- **PROBLEMS AND TASKS**
a) Duplicate the passage of the market report between "The Kingdom’s parallel" and "percent to SR13.53.", inclusive.
b) Summarize the market report in two sentences.
c) Does the market report support each of these statements? Answer yes or no for each and quote the words that decide it. (i) ACWA Power Co.'s share price fell to SR177.20. (ii) The MSCI Tadawul Index closed lower. (iii) On Nomu, more stocks advanced than retreated.

* BEGIN DOCUMENT *

The total trading turnover of the benchmark index was SR3.95 billion ($1.05 billion), as 102 of the listed stocks advanced, while 147 retreated.
The MSCI Tadawul Index increased, up 0.54 points, or 0.04 percent, to close at 1,467.06.
The Kingdom’s parallel market Nomu lost 85.41 points, or 0.36 percent, to close at 23,357.50. This comes as 19 of the listed stocks advanced, while 46 retreated.
The best-performing stock was Tourism Enterprise Co., with its share price surging by 10 percent to SR13.53.
Other top performers included Al Yamamah Steel Industries Co., which saw its share price rise by 8.64 percent to SR39.22, and Anaam International Holding Group, which saw a 4.05 percent increase to SR12.59.
Alramz Real Estate Co. saw its share price rising by 3.95 percent to close at SR61.85, while Umm Al Qura for Development and Construction Co. closed at SR18.08, marking a 3.67 percent increase in share price.
On the downside, the worst performer of the day was Saudi Industrial Export Co., whose share price fell by 3.72 percent to SR2.59.
ACWA Power Co. saw its share price fall 3.54 percent to SR177.20, while Naseej International Trading Co. declined 3.08 percent to SR29.56.

* END DOCUMENT *
* BEGIN RECORDED DATA *

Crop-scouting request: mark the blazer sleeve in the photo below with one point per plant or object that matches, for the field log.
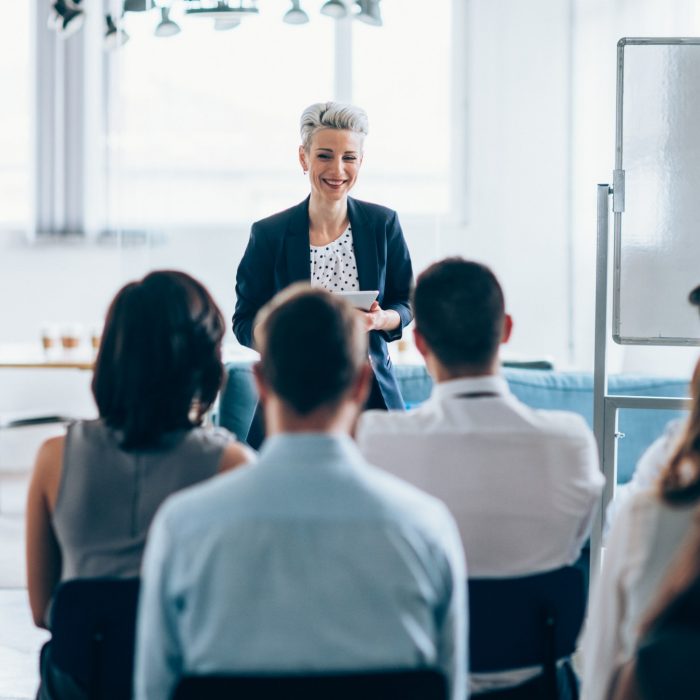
(254, 283)
(399, 278)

* END RECORDED DATA *

- **SOLVED PROBLEMS**
a)
The Kingdom’s parallel market Nomu lost 85.41 points, or 0.36 percent, to close at 23,357.50. This comes as 19 of the listed stocks advanced, while 46 retreated.
The best-performing stock was Tourism Enterprise Co., with its share price surging by 10 percent to SR13.53.

b) Trading turnover on the benchmark index reached SR3.95 billion, with 102 stocks advancing and 147 retreating, while the parallel market Nomu lost 0.36 percent to close at 23,357.50. Tourism Enterprise Co. was the best-performing stock, surging 10 percent to SR13.53, and Saudi Industrial Export Co. was the worst, falling 3.72 percent to SR2.59.

c)
(i) Yes: "ACWA Power Co. saw its share price fall 3.54 percent to SR177.20"
(ii) No: "The MSCI Tadawul Index increased, up 0.54 points, or 0.04 percent, to close at 1,467.06."
(iii) No: "19 of the listed stocks advanced, while 46 retreated."